▸ Given records:
□ □ □ □

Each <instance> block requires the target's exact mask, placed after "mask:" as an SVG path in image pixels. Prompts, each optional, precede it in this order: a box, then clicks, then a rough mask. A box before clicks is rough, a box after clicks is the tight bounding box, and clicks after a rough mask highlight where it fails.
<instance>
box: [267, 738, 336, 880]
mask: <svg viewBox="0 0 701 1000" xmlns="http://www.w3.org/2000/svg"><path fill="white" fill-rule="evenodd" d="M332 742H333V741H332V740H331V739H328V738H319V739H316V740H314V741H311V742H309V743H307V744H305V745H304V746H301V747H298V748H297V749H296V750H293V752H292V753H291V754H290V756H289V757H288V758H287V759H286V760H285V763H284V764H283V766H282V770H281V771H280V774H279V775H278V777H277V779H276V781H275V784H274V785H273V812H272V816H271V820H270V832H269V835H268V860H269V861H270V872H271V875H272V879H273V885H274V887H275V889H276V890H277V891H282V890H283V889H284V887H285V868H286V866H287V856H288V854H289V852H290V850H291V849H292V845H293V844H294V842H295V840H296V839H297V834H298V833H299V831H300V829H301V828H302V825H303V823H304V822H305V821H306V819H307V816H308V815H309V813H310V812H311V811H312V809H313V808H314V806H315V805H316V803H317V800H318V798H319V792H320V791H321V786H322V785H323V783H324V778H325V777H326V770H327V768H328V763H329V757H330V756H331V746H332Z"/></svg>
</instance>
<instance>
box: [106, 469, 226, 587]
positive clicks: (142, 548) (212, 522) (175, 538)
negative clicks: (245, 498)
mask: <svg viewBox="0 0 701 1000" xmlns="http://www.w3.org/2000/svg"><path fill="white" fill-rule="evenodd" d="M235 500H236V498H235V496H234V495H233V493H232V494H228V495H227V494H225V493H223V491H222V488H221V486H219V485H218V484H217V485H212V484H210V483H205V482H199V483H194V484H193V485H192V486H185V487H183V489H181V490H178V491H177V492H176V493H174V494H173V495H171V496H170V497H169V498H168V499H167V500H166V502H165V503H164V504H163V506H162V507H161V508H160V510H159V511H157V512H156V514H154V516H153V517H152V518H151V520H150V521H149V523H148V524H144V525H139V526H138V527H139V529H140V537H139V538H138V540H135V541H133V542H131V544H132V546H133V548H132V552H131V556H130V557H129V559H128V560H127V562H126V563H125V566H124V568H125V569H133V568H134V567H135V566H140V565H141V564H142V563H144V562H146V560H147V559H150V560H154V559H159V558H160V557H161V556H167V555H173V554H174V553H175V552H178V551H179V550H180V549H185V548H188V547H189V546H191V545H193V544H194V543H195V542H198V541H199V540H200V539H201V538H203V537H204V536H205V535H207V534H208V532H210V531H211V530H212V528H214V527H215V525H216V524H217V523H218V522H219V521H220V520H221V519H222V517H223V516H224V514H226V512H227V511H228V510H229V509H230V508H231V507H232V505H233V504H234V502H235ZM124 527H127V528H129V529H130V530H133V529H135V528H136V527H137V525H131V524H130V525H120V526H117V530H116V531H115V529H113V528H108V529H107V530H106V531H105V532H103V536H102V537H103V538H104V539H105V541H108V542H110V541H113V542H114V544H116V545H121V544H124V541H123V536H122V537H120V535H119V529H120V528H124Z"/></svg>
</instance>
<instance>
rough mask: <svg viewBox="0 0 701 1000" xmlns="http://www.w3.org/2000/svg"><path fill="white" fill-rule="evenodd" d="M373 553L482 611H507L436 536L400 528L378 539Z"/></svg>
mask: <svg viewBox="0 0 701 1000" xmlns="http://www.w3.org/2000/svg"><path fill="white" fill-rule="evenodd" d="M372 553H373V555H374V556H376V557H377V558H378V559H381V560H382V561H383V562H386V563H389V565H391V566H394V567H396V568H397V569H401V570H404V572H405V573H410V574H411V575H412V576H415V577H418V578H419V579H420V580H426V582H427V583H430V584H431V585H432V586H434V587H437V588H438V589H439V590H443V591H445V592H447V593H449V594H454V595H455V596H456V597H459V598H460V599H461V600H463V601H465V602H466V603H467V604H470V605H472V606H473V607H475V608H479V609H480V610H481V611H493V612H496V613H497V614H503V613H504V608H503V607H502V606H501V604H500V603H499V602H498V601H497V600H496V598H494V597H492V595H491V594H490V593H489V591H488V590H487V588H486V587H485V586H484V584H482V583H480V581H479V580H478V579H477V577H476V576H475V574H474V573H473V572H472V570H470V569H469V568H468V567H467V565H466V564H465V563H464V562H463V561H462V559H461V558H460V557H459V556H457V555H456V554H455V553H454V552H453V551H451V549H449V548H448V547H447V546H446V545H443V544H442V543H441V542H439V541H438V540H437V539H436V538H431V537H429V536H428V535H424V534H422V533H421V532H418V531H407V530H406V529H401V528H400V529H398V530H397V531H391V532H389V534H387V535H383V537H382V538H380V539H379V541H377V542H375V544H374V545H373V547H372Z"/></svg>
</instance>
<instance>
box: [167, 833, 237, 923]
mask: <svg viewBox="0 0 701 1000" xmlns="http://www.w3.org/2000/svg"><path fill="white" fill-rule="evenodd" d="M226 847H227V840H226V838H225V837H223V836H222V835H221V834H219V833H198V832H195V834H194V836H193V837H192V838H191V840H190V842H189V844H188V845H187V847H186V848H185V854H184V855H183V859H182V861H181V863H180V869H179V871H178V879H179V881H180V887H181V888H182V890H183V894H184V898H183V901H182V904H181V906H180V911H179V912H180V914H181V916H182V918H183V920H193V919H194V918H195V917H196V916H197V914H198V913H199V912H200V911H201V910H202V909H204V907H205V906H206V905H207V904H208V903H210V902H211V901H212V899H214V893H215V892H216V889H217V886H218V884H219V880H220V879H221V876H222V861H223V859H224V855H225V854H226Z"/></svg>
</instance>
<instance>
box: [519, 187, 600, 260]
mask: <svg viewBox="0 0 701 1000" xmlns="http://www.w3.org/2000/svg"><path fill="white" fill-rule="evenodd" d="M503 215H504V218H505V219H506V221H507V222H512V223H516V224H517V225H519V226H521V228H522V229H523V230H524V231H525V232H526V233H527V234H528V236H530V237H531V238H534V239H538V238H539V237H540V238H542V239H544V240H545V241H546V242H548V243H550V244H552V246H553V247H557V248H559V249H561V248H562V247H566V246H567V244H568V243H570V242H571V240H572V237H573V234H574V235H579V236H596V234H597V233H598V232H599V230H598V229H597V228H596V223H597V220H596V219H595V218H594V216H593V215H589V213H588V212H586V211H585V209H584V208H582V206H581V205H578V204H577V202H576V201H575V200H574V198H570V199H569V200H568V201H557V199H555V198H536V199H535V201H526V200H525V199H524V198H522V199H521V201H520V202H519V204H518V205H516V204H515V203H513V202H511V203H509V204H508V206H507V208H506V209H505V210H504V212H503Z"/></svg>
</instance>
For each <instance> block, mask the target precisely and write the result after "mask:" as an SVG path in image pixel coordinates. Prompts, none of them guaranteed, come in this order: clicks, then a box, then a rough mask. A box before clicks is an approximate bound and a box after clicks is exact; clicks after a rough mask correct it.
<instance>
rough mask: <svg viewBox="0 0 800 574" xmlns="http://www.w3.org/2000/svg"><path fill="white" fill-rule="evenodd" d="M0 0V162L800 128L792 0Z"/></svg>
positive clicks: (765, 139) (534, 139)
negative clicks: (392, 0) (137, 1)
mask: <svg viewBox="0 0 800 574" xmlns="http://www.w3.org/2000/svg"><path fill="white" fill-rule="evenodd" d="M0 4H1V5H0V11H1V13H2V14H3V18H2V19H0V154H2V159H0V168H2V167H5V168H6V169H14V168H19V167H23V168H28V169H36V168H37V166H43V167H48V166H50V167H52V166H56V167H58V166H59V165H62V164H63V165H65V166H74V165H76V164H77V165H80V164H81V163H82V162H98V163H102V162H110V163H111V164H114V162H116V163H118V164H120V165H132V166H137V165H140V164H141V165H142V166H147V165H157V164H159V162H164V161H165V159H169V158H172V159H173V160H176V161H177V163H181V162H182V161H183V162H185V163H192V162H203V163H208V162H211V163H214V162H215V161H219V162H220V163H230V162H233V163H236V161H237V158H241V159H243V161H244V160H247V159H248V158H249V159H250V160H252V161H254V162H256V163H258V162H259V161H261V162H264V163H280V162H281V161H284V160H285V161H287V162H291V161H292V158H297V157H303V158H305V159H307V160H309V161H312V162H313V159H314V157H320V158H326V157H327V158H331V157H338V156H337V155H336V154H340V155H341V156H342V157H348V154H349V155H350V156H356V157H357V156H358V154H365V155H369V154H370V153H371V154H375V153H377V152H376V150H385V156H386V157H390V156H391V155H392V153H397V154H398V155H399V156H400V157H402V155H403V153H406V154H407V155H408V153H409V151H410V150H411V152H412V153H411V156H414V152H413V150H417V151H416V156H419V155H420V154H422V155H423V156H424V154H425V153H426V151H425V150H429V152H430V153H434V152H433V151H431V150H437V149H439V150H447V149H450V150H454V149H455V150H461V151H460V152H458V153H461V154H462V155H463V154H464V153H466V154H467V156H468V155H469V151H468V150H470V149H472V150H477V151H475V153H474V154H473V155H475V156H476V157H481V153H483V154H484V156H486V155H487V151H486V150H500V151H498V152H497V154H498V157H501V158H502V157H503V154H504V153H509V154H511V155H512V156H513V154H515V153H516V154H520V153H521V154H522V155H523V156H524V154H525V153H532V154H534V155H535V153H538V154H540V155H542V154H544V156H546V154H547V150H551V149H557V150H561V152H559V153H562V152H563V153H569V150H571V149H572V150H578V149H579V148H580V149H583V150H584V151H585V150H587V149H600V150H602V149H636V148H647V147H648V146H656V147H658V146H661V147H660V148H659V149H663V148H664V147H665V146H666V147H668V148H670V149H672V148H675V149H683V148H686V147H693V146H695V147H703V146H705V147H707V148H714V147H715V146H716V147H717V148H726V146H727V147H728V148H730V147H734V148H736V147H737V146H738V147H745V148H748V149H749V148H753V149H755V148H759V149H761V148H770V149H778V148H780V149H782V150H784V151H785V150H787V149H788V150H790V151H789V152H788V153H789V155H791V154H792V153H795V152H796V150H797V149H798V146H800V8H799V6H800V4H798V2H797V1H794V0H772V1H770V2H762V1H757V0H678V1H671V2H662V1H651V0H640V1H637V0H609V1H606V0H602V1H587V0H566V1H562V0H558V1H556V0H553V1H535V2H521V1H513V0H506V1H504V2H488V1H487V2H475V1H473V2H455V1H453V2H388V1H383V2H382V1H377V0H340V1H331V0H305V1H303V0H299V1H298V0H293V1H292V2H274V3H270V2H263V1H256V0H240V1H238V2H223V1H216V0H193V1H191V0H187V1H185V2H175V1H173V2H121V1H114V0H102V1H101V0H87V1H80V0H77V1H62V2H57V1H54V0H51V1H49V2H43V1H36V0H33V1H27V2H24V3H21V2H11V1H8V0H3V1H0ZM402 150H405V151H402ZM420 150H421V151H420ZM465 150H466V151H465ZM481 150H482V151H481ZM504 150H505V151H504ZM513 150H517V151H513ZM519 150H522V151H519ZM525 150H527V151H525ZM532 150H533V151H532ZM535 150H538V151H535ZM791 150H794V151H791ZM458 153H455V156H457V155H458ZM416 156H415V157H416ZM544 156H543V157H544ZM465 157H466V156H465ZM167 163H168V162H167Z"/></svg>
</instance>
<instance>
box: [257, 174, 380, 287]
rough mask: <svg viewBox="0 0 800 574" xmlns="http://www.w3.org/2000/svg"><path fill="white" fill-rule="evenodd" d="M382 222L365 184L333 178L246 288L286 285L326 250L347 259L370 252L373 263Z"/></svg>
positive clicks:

□ □ □ □

▸ Your assignment: Please show every line of the material that contains the string "positive".

▸ Completed task:
positive clicks: (142, 548) (212, 522) (175, 538)
positive clicks: (765, 139) (534, 139)
positive clicks:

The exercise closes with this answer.